Selected text ::
-*-*-
Friday, June 30, 2006

It is a Wiki Wiki World

Thank you, so much, for inviting me to this blog. I am excited by the possibilities! For one, it seems that this crazy web has connected two people who may have met in 2001. Back in those days (pre-children), I taught FT at a branch campus of Penn State. I took a group of students on a Spring Break Challenge trip to the weather-torn Camilla, GA for a Habitat for Humanity Build. It is, to date, one of my best teaching memories. It turns out that our lovely hostess, Vicki, may have been volunteering at the water/volunteer station during our trip!

We connected because of her incredible teaching blog, and, I believe, a shared Christian outlook, but, the web, and all of these emerging technologies, has allowed us to connect. She can now go to the First Baptist Church of Camilla and tell them they served the best fried chicken I ever ate in my entire life, and she can tell me how the residents are doing in the community we served.

Technology is amazing.

Blogging and wikis are incredible tools. I met Dr. Jean-Claude Bradley from Drexel University in March, and, as a result of his inspiration, was sold on the concepts that had failed for me (blogs never worked - a wiki seemed silly). Now, I almost always publish my materials on my College English wiki, and all of my classes are linked to a blog.

Jean-Claude has some amazing tutorials that walk you through the set up process (even adding chicklets and setting up iTunes). This technology, and his use of it, has inspired me to return to a love neglected (teaching writing for science and engineering).

I am interested in everyone's thoughts about open sourcing educational materials. Vicki posted an interesting link to teacherspayteachers, and I am wondering how people feel about that concept.

2 Comments:

At Sat Jul 01, 08:31:00 AM, Blogger Vicki Davis @coolcatteacher said...
-*-*-
Stored dataset lines ::

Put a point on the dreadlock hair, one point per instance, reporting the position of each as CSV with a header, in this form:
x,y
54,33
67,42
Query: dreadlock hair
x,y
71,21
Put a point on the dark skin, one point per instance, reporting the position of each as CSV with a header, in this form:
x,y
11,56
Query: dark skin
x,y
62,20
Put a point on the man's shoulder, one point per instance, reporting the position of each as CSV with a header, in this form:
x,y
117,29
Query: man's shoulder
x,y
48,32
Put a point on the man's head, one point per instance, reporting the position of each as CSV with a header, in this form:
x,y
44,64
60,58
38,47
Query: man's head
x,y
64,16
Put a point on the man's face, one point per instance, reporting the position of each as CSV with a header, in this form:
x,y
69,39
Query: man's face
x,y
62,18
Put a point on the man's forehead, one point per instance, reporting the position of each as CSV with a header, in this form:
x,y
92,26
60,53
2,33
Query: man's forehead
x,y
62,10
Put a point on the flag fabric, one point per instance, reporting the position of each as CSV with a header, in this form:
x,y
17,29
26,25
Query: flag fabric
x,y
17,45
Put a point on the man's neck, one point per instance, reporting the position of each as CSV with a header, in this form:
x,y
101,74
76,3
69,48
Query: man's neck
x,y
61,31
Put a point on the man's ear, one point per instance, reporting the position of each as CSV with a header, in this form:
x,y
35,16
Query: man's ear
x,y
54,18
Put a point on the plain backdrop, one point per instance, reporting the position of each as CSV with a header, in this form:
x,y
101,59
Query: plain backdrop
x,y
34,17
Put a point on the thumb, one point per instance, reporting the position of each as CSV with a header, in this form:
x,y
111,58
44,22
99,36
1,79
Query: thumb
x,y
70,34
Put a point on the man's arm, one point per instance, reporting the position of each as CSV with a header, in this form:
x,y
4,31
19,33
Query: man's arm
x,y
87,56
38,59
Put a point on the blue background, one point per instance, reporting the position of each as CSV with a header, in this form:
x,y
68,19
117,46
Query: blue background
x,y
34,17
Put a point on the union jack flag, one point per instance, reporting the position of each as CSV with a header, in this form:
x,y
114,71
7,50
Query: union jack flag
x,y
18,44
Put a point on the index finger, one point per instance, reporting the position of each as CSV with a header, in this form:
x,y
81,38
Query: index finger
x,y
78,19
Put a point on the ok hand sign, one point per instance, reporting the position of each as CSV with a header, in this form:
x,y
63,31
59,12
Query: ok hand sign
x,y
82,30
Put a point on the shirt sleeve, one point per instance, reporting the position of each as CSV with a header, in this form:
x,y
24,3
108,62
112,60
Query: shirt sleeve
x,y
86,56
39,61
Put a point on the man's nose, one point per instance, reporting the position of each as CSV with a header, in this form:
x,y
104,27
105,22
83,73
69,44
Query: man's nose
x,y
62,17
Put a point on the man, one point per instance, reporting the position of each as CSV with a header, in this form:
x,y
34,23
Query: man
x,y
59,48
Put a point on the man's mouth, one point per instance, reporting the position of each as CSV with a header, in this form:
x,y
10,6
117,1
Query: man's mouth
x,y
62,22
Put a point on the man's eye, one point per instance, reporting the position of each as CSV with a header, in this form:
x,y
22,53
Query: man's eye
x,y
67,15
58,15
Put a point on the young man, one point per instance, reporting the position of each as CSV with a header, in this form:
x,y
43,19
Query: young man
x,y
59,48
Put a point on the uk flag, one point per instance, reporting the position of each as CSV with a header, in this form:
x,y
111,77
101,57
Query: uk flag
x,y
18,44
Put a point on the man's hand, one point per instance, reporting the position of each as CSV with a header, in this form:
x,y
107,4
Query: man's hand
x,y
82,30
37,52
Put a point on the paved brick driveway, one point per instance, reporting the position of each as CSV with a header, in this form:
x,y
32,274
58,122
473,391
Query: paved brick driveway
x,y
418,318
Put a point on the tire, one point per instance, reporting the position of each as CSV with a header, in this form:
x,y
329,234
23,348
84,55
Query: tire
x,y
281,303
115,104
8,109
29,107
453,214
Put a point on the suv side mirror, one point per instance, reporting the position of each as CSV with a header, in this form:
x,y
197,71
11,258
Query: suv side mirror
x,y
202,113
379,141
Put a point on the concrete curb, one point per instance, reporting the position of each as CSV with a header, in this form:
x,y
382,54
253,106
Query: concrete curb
-*-*-
Activity list ::
a) According to the blog post about wikis and teaching, where did the writer teach full time before having children?
b) Reproduce part of the blog post about wikis and teaching, beginning at the words "Thank you, so" and stopping after "during our trip!".
c) Continue the blog post about wikis and teaching from where it stops.

Answers in order ::
a) At a branch campus of Penn State.

b)
Thank you, so much, for inviting me to this blog. I am excited by the possibilities! For one, it seems that this crazy web has connected two people who may have met in 2001. Back in those days (pre-children), I taught FT at a branch campus of Penn State. I took a group of students on a Spring Break Challenge trip to the weather-torn Camilla, GA for a Habitat for Humanity Build. It is, to date, one of my best teaching memories. It turns out that our lovely hostess, Vicki, may have been volunteering at the water/volunteer station during our trip!

c)
I'm not sure if everyone remembers what open source is. Open source is making available for free the materials for others to edit and work with. For one of our members, this would be like posting and sharing grants that worked with others so they could adapt them. For others it would be sharing of business plans or other documents so that you could learn from others and how they work.

I think in the educational field that sharing lesson plans, etc. makes a lot of sense as long as the Creative Commons copyright is respected. This creative commons copyright allows people to reproduce and use work for nonprofit use but not to republish it under their own name.

Unfortunately some plaigarists-non-grata are having a heydey with all of the great new material they are finding online as they republish under their name.

I think the enforcement of copyright protection for blogs is vital to the willingness of anyone in any profession to share their material. People don't mind sharing as long as 1) They will get credit when it is rementioned, and 2) They will get the profit when it is published.

 
At Sat Jul 01, 11:19:00 AM, Blogger Beth Ritter-Guth said...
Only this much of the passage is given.